*Given problem:*
Reproduce each of the records below word for word, line by line, with nothing changed or left out.

*Input for this task:*
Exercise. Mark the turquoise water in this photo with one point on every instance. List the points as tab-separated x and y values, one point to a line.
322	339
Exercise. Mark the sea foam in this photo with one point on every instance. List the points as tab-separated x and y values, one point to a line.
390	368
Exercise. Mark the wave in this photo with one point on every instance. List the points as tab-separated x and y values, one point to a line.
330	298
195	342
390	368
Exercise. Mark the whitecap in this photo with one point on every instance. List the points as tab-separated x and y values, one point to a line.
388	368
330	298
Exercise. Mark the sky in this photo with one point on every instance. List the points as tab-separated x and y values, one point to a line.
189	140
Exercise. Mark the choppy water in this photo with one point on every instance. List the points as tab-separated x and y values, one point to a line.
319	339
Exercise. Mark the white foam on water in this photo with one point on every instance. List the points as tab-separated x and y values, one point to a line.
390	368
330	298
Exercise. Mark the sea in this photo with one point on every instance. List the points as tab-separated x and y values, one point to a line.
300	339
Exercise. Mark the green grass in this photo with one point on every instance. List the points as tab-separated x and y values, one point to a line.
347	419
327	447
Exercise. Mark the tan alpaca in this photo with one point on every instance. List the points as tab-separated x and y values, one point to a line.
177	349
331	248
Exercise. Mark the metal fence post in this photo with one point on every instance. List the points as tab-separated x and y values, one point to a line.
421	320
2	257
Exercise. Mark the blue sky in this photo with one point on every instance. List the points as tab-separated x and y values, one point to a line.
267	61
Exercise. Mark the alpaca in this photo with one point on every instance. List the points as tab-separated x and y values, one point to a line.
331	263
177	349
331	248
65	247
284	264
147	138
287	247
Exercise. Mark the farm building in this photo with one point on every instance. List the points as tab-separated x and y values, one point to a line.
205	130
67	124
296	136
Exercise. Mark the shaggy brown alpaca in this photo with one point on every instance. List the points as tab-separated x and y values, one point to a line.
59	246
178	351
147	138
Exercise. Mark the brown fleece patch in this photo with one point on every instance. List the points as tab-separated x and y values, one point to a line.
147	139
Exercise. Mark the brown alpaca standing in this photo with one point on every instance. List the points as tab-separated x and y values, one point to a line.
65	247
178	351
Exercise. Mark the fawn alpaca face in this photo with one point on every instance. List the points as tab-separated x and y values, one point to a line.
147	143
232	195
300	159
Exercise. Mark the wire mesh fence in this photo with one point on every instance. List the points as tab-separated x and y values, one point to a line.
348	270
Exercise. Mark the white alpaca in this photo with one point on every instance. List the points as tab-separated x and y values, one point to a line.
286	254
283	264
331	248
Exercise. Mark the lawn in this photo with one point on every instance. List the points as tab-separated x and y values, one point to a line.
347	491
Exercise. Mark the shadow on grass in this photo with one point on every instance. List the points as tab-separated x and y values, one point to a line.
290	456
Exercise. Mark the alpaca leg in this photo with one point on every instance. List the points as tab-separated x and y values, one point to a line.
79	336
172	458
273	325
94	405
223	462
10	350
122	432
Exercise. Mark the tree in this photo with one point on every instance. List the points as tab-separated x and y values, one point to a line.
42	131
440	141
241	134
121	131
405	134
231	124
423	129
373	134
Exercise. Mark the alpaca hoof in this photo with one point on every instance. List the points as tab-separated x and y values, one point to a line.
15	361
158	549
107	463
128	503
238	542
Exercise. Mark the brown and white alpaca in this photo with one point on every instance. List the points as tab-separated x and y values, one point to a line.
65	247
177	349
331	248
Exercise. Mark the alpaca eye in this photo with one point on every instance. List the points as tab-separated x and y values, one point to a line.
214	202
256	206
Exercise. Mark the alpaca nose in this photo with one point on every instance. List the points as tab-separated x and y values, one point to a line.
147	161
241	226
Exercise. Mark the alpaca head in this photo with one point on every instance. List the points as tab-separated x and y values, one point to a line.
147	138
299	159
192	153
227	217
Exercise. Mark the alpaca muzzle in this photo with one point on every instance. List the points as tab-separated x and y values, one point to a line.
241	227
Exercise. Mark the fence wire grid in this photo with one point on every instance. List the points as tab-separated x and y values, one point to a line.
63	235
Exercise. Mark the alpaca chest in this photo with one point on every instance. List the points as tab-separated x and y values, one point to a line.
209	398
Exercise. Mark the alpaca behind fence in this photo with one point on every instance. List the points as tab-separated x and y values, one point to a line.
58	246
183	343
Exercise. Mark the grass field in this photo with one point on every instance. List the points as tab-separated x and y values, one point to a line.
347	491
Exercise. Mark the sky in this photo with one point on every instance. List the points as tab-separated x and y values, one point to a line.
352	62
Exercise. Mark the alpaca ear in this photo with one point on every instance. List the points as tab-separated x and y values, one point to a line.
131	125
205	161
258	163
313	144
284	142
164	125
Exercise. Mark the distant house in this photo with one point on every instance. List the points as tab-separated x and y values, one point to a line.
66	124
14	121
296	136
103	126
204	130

*Problem solution:*
Exercise. Mark the turquoise water in this photo with one point on every instance. List the points as tab-separated x and y values, one point to a line.
322	339
Exercise. Mark the sea foam in this photo with one point on every instance. List the points as tab-separated x and y values, one point to a line.
390	368
Exercise. Mark the wave in this photo with one point on every instance. List the points as tab-separated x and y values, one point to a line.
330	298
195	342
390	368
Exercise. Mark the whitecap in this photo with one point on every instance. List the points as tab-separated x and y values, one point to a line.
388	368
330	298
Exercise. Mark the sky in this photo with one point on every instance. List the points as tab-separated x and y values, one point to a line.
189	140
Exercise. Mark the choppy water in this photo with one point on every instance. List the points as tab-separated x and y values, one point to a line.
319	339
Exercise. Mark the white foam on water in this photo with one point on every instance. List the points as tab-separated x and y values, one point to a line.
390	368
330	298
Exercise. Mark the sea in this photo with one point on every instance. List the points as tab-separated x and y values, one point to a line.
300	339
Exercise. Mark the green grass in this photo with one point on every instance. List the points as tab-separated x and y values, one point to a line.
347	419
327	447
Exercise. Mark the tan alpaca in this photo with one point on every instance. List the points as tab-separated x and y values, one point to a line.
177	349
331	248
Exercise. Mark the metal fence post in this photo with one point on every instance. List the points as tab-separated x and y values, one point to a line.
421	320
2	257
Exercise. Mark the blue sky in this photo with one point on every instance. List the points as tab-separated x and y values, one point to a line.
267	61
Exercise. Mark the alpaca in this photo with one point on every instance. List the points as tab-separated x and y values, one point to a line.
331	263
177	349
331	248
65	247
284	264
147	138
287	247
Exercise. Mark the farm building in this photo with one point on every instance. List the points as tab-separated x and y values, one point to a line.
205	130
67	124
296	136
Exercise. Mark the shaggy brown alpaca in this photo with one point on every instance. List the points as tab-separated x and y values, one point to a line.
59	246
178	351
147	138
Exercise. Mark the brown fleece patch in this photo with one point on every instance. List the points as tab-separated x and y values, one point to a line.
147	139
Exercise. Mark the brown alpaca standing in this photo with one point on every instance. List the points as tab-separated x and y values, one point to a line.
65	247
178	351
Exercise. Mark the fawn alpaca face in this photo with one point on every instance. List the points as tab-separated x and y values, one point to a line.
147	143
232	195
300	159
Exercise. Mark the wire mesh fence in this photo with one point on every instance. List the points as tab-separated x and y values, one point to a line.
348	270
Exercise. Mark the white alpaca in this photo with one point on every instance. List the points as tab-separated x and y values, one point to a line.
286	254
283	264
331	248
Exercise. Mark the lawn in this photo with one point on every instance. List the points as tab-separated x and y values, one point to a line.
347	491
Exercise. Mark the shadow on grass in this photo with one point on every instance. List the points as tab-separated x and y values, one point to a line.
290	456
Exercise. Mark the alpaca leg in this photo with one point on every instance. List the points as tab-separated x and y values, one point to a line.
79	336
172	458
273	325
94	405
223	462
10	350
122	432
Exercise. Mark the tree in this photo with one point on every instance. List the points as tab-separated x and y values, one point to a line.
42	131
440	141
241	134
121	131
405	134
231	124
423	129
373	134
Exercise. Mark the alpaca hoof in this photo with one point on every instance. List the points as tab-separated x and y values, one point to a line.
15	361
158	549
107	463
128	503
238	542
Exercise. Mark the brown and white alpaca in this photo with one point on every instance. List the points as tab-separated x and y values, one point to a line.
65	247
177	349
331	248
Exercise. Mark the alpaca eye in this photo with one point on every instance. List the points as tab-separated x and y values, one point to a line.
214	202
256	206
Exercise. Mark the alpaca nose in this photo with one point on every instance. List the points as tab-separated x and y values, one point to a line.
147	161
241	226
Exercise. Mark the alpaca head in this photo with one point on every instance. List the points as tab-separated x and y values, one point to a line.
147	138
299	159
192	153
227	217
Exercise. Mark the alpaca muzzle in this photo with one point on every instance. List the points as tab-separated x and y values, one point to a line.
241	227
Exercise. Mark the fence wire grid in this photo with one point on every instance. List the points as tab-separated x and y values, one point to a line.
63	235
Exercise. Mark the alpaca chest in this photo with one point on every instance. List the points as tab-separated x and y values, one point to a line.
209	398
Exercise. Mark the alpaca behind fence in this photo with one point on every instance. List the points as tab-separated x and y values, one point to a line.
58	246
183	343
Exercise. Mark the grass field in this photo with one point on every instance. List the points as tab-separated x and y values, one point to a line.
347	491
Exercise. Mark the sky in this photo with one point on every instance. List the points as tab-separated x and y values, one point to a line.
352	62
Exercise. Mark the alpaca ear in this photo with one point on every instance. List the points as tab-separated x and y values, one point to a line.
131	125
205	161
258	163
313	144
284	142
164	125
Exercise. Mark the distant house in this photo with one point on every instance. List the points as tab-separated x and y values, one point to a line.
66	124
14	121
296	136
103	126
204	130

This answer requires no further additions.